◆ What needs to be done: Could you restate the entries below word for word and leave the images out?
BEGIN
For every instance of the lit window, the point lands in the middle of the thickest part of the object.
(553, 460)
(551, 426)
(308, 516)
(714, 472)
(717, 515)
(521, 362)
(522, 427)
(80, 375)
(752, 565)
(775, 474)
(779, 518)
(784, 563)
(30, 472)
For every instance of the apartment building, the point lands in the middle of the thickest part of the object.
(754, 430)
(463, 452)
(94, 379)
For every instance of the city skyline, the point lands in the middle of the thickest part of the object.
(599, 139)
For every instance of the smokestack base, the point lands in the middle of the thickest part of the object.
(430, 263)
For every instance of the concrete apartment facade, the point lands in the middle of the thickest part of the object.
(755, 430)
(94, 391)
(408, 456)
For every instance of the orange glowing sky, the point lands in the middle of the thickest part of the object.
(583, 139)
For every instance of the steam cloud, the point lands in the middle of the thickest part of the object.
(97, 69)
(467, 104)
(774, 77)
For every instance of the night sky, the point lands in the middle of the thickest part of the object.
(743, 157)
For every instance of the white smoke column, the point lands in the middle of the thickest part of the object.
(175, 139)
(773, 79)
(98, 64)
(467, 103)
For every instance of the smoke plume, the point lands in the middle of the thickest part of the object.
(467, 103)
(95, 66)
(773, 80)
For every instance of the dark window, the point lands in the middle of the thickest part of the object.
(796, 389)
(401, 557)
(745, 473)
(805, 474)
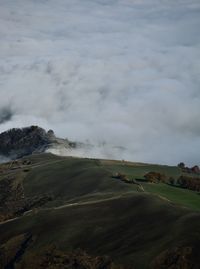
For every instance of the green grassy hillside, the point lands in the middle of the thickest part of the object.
(73, 203)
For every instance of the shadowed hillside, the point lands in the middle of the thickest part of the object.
(74, 214)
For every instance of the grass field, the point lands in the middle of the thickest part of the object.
(93, 211)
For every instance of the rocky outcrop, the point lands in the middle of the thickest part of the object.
(18, 142)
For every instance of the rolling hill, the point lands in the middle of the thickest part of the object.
(66, 212)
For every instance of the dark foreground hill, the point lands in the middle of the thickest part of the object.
(64, 212)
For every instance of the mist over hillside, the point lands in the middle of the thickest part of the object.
(123, 74)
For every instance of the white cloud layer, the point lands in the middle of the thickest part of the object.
(126, 72)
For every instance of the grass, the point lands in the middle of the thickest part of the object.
(129, 226)
(179, 196)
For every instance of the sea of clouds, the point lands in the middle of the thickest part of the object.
(124, 74)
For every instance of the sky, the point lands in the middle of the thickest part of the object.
(123, 75)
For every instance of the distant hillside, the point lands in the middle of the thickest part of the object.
(19, 142)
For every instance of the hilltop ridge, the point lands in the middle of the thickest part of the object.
(19, 142)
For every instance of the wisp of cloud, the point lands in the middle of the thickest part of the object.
(124, 74)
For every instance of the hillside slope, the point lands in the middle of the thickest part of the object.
(72, 213)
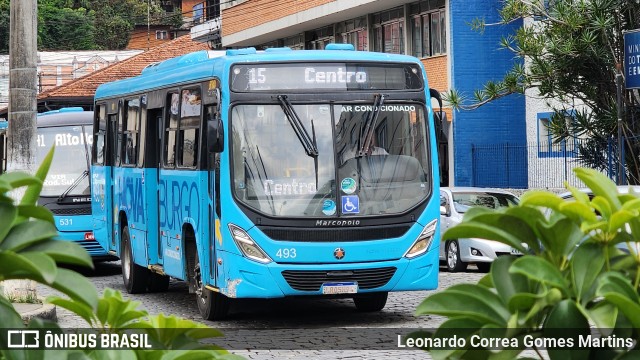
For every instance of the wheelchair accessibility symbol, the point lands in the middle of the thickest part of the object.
(350, 204)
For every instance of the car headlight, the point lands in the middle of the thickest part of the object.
(247, 246)
(424, 240)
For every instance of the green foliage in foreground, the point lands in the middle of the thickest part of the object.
(571, 281)
(28, 251)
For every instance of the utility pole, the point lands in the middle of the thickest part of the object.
(23, 54)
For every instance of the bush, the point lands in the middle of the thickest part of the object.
(572, 281)
(28, 251)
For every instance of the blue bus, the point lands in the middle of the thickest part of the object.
(66, 191)
(264, 174)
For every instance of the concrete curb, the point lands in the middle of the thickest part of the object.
(30, 311)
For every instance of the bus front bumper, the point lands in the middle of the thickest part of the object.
(249, 279)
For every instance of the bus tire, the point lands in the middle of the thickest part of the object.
(135, 276)
(371, 302)
(158, 283)
(212, 305)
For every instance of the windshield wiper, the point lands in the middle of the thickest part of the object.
(75, 183)
(370, 125)
(308, 142)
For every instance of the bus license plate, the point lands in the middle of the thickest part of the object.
(340, 288)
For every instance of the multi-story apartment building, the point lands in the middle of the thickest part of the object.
(436, 31)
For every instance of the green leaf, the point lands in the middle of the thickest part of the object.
(600, 185)
(577, 211)
(560, 237)
(524, 301)
(9, 317)
(36, 212)
(75, 307)
(8, 214)
(465, 300)
(540, 270)
(16, 266)
(66, 252)
(630, 308)
(115, 312)
(619, 219)
(507, 284)
(566, 321)
(541, 198)
(586, 265)
(27, 234)
(603, 315)
(76, 286)
(613, 282)
(602, 206)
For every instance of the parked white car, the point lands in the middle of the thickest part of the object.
(458, 253)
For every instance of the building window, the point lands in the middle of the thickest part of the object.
(354, 32)
(320, 38)
(429, 33)
(388, 31)
(546, 145)
(161, 35)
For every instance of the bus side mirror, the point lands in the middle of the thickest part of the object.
(215, 135)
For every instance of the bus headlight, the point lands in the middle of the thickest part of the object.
(424, 240)
(247, 246)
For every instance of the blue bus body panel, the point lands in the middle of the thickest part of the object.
(207, 68)
(74, 228)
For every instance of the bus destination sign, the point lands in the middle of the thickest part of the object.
(325, 76)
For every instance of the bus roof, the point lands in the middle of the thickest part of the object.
(187, 68)
(65, 118)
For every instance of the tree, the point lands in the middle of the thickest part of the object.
(65, 28)
(571, 51)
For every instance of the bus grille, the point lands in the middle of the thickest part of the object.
(72, 211)
(92, 247)
(311, 280)
(336, 234)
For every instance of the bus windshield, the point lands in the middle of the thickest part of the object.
(273, 174)
(69, 160)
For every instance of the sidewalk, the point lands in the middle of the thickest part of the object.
(29, 311)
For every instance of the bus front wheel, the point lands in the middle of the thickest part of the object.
(135, 276)
(212, 305)
(371, 302)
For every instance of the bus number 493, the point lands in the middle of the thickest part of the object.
(286, 253)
END
◆ Solution to this task:
For every instance of the lit window, the point lands in the middle of the thickest part of the object.
(553, 460)
(551, 426)
(308, 516)
(714, 472)
(717, 515)
(521, 362)
(522, 427)
(80, 375)
(752, 565)
(775, 474)
(779, 518)
(784, 563)
(30, 472)
For every instance of the apartment building, the point lands in the middle of the thickest part of the object.
(754, 430)
(463, 452)
(94, 379)
For every instance of the city skyline, the point lands in the middle of the thickest part of the object.
(599, 139)
For every instance of the smokestack base, the point lands in the middle of the thickest part of the object.
(430, 263)
For every instance of the concrete apartment facade, the point lands in the middle of the thickest part of the object.
(755, 430)
(94, 391)
(408, 456)
For every instance of the orange glowing sky, the point lands in the middle of the thickest part of the object.
(583, 139)
For every instance of the steam cloud, the point lands in the middle of the thickest part of the object.
(97, 69)
(467, 104)
(774, 77)
For every instance of the night sky, the point lands in the middle of the thickest part of the object.
(743, 157)
For every instance of the white smoke column, the point lands in the middle of the thickest part of the object.
(175, 139)
(773, 79)
(98, 64)
(467, 103)
For every instance of the smoke plume, the point lands in the middle of the thickest part of the object.
(467, 103)
(95, 66)
(773, 80)
For every instance of the dark window, the point lands in the middle of the thickest part of the object.
(796, 389)
(401, 557)
(745, 473)
(805, 474)
For every instance of the green grassy hillside, the point lands in the middle of the thickest part of the object.
(73, 203)
For every instance of the shadowed hillside, the point lands in the middle of the thickest part of the object.
(74, 214)
For every instance of the grass field, the point lands in the middle of the thickest part of the object.
(93, 211)
For every instance of the rocky outcrop, the point lands in the middle of the thickest part of the object.
(18, 142)
For every instance of the rolling hill, the point lands in the middle of the thickest part of the object.
(66, 212)
For every instance of the dark foreground hill, the point lands in the middle of the thickest part of the object.
(64, 212)
For every instance of the mist over hillside, the point lands in the middle of the thickest part of the object.
(123, 74)
For every instance of the white cloud layer, the point lands in the middle of the thickest part of the object.
(126, 72)
For every instance of the grass, the point lands in the middle of the thickest part of the object.
(129, 226)
(179, 196)
For every instance of the sea of clouds, the point lands in the middle of the thickest part of the object.
(124, 74)
For every instance of the sky, the point lands in the middle of the thickest part of the object.
(123, 75)
For every instance of the distant hillside, the point lands in the middle of the thickest part of the object.
(19, 142)
For every instance of the hilltop ridge, the point lands in the middle of the thickest part of the object.
(19, 142)
For every instance of the wisp of cloud, the point lands in the middle of the thickest part of the object.
(124, 74)
For every instance of the hillside slope, the point lands in the middle of the thickest part of the object.
(72, 213)
For every instance of the wheelchair accessibility symbol, the point lands in the middle of the thickest part of the object.
(350, 204)
For every instance of the car headlight, the point lands in the middle of the thickest part of the object.
(247, 246)
(424, 240)
For every instance of the green foliage in foreground, the point lands in the middle of the thickest part of the object.
(571, 281)
(28, 251)
For every instance of the utility pole, the point lands in the middle of the thickest part of the object.
(23, 54)
For every instance of the bush, the point lands in the middle of the thickest part of the object.
(572, 281)
(28, 251)
For every instance of the blue bus, the point lands in the middle of the thickest part of the object.
(66, 191)
(264, 174)
For every instance of the concrete curb, the point lands in the middle of the thickest part of the object.
(30, 311)
For every instance of the bus front bumper, the point lands in the middle of the thickest part of the object.
(249, 279)
For every instance of the bus tire, the point lands in the middle of the thickest part of the object.
(135, 276)
(371, 302)
(158, 283)
(212, 305)
For every instance of the windshield wiper, the point lands in the middle of the thickest part of the object.
(75, 183)
(370, 125)
(308, 142)
For every instance of the bus license plate, the point lands in the middle of the thickest part of the object.
(340, 288)
For every instance of the multi-story apartment building, the point lands in the middle of the thickest part of the object.
(436, 31)
For every instance of the green leaf, the point lands in the middle of the thickest part of the object.
(600, 185)
(577, 211)
(560, 237)
(524, 301)
(9, 317)
(36, 212)
(75, 307)
(8, 214)
(465, 300)
(540, 270)
(16, 266)
(66, 252)
(630, 308)
(115, 312)
(619, 219)
(507, 284)
(566, 321)
(541, 198)
(586, 265)
(27, 234)
(603, 315)
(76, 286)
(613, 282)
(602, 206)
For every instance of the parked white car, the point lands in the middle of the thickest part of the object.
(458, 253)
For every instance of the building window, the point lands in the middle of the thickest part of the object.
(354, 32)
(320, 38)
(429, 33)
(388, 31)
(546, 145)
(161, 35)
For every instance of the bus side mirror, the point lands in the middle of the thickest part of the object.
(215, 135)
For every instance of the bus headlight, the point lands in the middle of the thickest part of the object.
(424, 240)
(247, 246)
For every instance of the blue bus body panel, the point lands in the middle of the thickest part of the object.
(207, 68)
(74, 228)
For every instance of the bus destination sign, the point lands in the middle of the thickest part of the object.
(325, 76)
For every instance of the bus roof, the point lands in the middle of the thickest part of the object.
(187, 68)
(65, 118)
For every instance of the tree, the point lands in the middle of the thickest part of the object.
(65, 28)
(571, 51)
For every instance of the bus grille, the point lands in the middle of the thickest part of the object.
(72, 211)
(92, 247)
(311, 280)
(336, 234)
For every instance of the bus windshield, the point lands in the middle of the thickest part of the object.
(273, 174)
(69, 160)
For every instance of the sidewalk, the point lands in the middle of the thickest part of the object.
(29, 311)
For every instance of the bus front wheel, the point lands in the middle of the thickest part of the object.
(135, 276)
(212, 305)
(371, 302)
For every instance of the bus number 493, the point lands in the middle of the thickest part of the object.
(286, 253)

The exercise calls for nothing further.